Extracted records
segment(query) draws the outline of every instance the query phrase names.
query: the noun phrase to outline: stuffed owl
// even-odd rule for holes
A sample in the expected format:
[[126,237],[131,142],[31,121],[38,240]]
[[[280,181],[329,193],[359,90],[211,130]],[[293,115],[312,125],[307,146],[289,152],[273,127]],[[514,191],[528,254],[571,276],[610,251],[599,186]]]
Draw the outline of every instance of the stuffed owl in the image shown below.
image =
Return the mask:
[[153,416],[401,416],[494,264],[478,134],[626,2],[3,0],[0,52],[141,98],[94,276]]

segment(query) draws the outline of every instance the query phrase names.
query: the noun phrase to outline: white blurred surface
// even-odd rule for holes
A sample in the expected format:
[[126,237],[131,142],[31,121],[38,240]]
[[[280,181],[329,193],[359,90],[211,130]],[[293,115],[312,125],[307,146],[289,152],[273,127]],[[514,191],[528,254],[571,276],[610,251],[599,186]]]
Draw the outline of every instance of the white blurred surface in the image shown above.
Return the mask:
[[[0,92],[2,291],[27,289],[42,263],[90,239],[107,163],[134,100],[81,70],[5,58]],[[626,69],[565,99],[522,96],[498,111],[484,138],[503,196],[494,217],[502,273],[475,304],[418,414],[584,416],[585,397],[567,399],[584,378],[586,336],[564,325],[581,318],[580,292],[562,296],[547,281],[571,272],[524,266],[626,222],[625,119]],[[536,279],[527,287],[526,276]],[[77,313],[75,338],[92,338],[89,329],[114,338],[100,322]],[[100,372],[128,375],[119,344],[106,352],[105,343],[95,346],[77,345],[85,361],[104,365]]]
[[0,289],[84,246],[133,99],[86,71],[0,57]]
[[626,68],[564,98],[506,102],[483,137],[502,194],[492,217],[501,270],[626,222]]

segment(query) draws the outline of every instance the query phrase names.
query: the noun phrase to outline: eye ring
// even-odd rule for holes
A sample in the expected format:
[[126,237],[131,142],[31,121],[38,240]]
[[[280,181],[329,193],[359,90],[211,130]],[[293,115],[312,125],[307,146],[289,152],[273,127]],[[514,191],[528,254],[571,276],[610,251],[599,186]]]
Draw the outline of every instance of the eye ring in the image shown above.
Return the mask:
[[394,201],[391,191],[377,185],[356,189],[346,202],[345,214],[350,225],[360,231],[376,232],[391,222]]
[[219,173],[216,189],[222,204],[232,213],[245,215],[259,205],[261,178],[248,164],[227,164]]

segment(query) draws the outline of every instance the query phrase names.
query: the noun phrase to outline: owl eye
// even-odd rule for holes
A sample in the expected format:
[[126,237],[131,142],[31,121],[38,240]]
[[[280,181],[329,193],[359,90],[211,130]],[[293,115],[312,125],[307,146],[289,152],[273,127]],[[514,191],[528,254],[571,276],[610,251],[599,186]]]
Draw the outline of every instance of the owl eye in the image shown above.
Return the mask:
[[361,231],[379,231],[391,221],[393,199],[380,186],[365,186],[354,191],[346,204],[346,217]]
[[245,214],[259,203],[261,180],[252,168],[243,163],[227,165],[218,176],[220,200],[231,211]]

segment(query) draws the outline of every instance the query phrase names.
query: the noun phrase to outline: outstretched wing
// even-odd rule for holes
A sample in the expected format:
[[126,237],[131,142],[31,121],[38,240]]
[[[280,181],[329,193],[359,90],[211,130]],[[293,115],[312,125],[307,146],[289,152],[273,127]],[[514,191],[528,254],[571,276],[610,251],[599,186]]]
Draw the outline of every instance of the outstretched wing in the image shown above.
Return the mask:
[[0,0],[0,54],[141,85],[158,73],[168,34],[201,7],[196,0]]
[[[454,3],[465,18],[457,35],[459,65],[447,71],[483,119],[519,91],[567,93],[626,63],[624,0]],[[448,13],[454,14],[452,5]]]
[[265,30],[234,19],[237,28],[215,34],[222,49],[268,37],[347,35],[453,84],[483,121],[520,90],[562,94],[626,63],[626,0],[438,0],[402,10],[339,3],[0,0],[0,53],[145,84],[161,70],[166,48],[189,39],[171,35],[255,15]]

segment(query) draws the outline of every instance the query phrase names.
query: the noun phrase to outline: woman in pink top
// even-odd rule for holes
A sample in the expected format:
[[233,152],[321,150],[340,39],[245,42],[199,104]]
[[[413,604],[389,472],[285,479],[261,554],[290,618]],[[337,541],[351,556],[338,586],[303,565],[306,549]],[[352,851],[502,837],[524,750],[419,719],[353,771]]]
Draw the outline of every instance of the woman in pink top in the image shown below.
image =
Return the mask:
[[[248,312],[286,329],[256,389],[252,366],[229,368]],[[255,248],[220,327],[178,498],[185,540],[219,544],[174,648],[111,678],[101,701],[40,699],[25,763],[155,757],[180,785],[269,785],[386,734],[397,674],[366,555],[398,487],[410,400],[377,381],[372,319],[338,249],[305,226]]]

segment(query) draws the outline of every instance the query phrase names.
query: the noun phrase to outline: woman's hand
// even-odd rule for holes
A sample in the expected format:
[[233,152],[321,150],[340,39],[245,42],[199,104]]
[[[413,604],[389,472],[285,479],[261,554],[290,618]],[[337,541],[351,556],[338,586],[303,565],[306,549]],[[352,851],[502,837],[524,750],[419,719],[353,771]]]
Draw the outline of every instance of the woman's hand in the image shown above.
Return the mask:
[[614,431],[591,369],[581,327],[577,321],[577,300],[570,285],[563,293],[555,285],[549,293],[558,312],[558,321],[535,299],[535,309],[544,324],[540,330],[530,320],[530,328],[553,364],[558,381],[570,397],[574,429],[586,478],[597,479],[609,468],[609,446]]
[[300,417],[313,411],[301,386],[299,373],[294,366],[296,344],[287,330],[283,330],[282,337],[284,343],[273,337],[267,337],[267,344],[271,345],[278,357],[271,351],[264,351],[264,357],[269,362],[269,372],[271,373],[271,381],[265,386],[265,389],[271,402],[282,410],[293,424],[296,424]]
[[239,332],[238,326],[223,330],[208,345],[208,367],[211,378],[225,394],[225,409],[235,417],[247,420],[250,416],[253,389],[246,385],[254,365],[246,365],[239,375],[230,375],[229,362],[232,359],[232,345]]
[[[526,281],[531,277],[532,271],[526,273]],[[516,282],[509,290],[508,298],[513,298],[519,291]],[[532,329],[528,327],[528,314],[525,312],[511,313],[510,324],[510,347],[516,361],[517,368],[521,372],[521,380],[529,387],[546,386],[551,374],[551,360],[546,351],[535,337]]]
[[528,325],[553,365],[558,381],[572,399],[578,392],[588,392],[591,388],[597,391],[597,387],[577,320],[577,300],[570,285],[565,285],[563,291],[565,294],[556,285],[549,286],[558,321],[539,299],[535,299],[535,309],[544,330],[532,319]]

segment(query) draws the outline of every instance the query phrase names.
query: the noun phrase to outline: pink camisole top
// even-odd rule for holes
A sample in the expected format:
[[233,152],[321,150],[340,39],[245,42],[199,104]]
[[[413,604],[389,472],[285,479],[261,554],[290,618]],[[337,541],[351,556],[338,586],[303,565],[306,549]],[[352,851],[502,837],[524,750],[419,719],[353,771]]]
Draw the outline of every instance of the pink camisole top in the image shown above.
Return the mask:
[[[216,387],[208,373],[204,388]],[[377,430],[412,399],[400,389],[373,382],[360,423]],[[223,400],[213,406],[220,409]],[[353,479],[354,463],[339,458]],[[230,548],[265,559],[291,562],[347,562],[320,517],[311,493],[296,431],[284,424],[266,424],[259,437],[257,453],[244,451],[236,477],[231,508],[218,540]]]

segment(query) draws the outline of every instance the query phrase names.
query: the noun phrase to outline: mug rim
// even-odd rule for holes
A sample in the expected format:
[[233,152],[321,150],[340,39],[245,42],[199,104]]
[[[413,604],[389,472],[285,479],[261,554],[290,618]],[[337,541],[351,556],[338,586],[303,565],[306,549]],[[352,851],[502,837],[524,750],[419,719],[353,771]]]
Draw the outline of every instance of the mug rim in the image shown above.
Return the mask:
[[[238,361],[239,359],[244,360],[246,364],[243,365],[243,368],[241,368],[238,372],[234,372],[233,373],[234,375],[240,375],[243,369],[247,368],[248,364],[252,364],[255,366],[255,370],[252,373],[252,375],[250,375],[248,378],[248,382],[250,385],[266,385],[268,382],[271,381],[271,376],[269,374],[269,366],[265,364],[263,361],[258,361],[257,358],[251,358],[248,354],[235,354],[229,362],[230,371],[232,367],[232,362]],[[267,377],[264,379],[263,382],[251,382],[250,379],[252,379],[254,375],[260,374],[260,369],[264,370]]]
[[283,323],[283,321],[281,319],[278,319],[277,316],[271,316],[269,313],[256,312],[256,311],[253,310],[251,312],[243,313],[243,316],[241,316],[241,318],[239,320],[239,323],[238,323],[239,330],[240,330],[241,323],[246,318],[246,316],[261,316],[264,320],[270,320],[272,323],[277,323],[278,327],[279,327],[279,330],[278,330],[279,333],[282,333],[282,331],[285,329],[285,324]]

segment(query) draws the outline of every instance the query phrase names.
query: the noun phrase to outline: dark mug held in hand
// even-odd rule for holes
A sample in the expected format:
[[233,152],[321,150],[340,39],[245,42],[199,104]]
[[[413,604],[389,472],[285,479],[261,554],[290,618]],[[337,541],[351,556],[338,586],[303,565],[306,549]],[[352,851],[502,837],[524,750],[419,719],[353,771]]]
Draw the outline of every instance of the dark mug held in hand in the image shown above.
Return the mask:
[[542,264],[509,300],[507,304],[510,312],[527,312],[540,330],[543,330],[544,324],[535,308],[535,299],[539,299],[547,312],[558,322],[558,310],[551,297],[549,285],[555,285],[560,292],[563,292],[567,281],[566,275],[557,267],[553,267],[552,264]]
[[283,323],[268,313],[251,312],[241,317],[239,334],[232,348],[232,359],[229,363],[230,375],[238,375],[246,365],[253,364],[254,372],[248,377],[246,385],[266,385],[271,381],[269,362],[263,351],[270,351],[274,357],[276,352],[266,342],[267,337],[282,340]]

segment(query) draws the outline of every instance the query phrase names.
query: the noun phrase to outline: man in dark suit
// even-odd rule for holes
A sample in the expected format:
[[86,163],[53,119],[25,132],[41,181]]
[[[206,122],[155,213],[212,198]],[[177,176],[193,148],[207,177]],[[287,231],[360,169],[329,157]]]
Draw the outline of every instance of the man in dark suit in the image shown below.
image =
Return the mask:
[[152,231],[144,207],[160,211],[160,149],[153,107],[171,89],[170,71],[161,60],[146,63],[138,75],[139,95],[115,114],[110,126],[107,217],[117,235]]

Exercise prompt
Lines holding "dark": copy each one from the records above.

Solution for this problem
query: the noun phrase to outline: dark mug held in hand
Draw the outline of every instance of the dark mug held in hand in the image shown above.
query: the noun phrase to outline: man in dark suit
Draw the outline of every instance of the man in dark suit in the image shown below.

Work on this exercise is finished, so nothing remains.